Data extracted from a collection
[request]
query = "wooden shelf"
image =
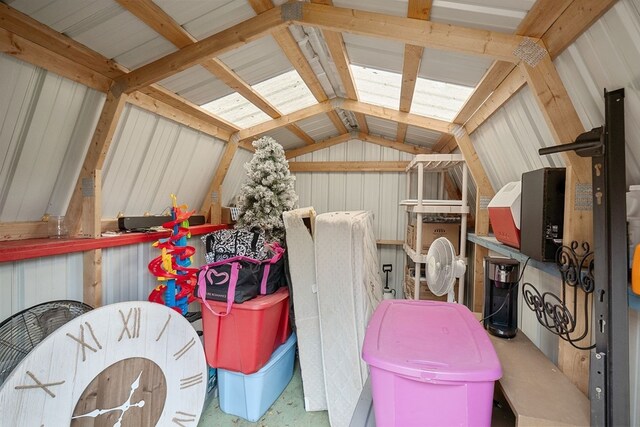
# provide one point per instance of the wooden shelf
(16, 250)
(537, 391)
(491, 243)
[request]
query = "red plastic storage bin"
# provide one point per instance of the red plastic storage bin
(244, 340)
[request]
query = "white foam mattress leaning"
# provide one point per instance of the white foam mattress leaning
(302, 268)
(349, 290)
(336, 287)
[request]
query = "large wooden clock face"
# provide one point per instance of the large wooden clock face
(126, 364)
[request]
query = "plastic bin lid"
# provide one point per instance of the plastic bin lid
(261, 302)
(430, 340)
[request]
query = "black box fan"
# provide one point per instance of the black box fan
(20, 333)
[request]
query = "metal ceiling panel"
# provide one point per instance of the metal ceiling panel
(385, 128)
(396, 7)
(318, 127)
(507, 144)
(47, 124)
(452, 67)
(287, 92)
(284, 137)
(370, 52)
(196, 85)
(503, 16)
(422, 137)
(257, 61)
(152, 157)
(608, 56)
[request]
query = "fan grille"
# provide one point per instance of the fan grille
(20, 333)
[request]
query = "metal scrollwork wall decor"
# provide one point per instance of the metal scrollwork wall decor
(552, 312)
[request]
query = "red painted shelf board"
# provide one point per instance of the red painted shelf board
(16, 250)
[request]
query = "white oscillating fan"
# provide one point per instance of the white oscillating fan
(443, 268)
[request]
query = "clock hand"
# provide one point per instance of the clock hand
(122, 408)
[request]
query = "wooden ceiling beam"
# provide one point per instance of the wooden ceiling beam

The exercise: Repeat the data exactly, dropping every picture it holds.

Result for this task:
[request]
query = "wooden shelf"
image =
# provide one point per instance of the wooden shelf
(16, 250)
(537, 391)
(491, 243)
[request]
query = "red plastic storage bin"
# provide one point per instance of the red plastic storage bin
(244, 340)
[request]
query = "white foam mattress leaning"
# provide one point per instance of the white foam mattress leaning
(302, 268)
(349, 290)
(336, 287)
[request]
query = "large wooden clock face"
# provide one point per instance of the large wooden clock face
(126, 364)
[request]
query = "plastic bin lid"
# provide one point per instance of the plastic bin lid
(261, 302)
(430, 340)
[request]
query = "black box fan"
# provide one point per instance of the black box fan
(20, 333)
[request]
query = "metal ceiling panel"
# provide one point per instance of the metal ceiling panel
(385, 128)
(396, 7)
(318, 127)
(507, 144)
(47, 124)
(452, 67)
(287, 92)
(284, 137)
(370, 52)
(196, 85)
(503, 16)
(422, 137)
(257, 61)
(152, 157)
(608, 56)
[request]
query = "fan grille"
# provide one point per instance of the fan grille
(20, 333)
[request]
query = "metal scrollwork wall decor"
# provide one point per instance of the metal scrollwork wall decor
(552, 312)
[request]
query = "red painted shelf board"
# provide one point per instance of the red painted shelf board
(16, 250)
[request]
query = "white oscillating fan"
# provide one point per instance of the white oscillating fan
(443, 268)
[request]
query = "clock hand"
# provide one point per instance of the clock hand
(122, 408)
[request]
query = "wooden ceiling beam"
# provide one point per instance of the wooden ceiling beam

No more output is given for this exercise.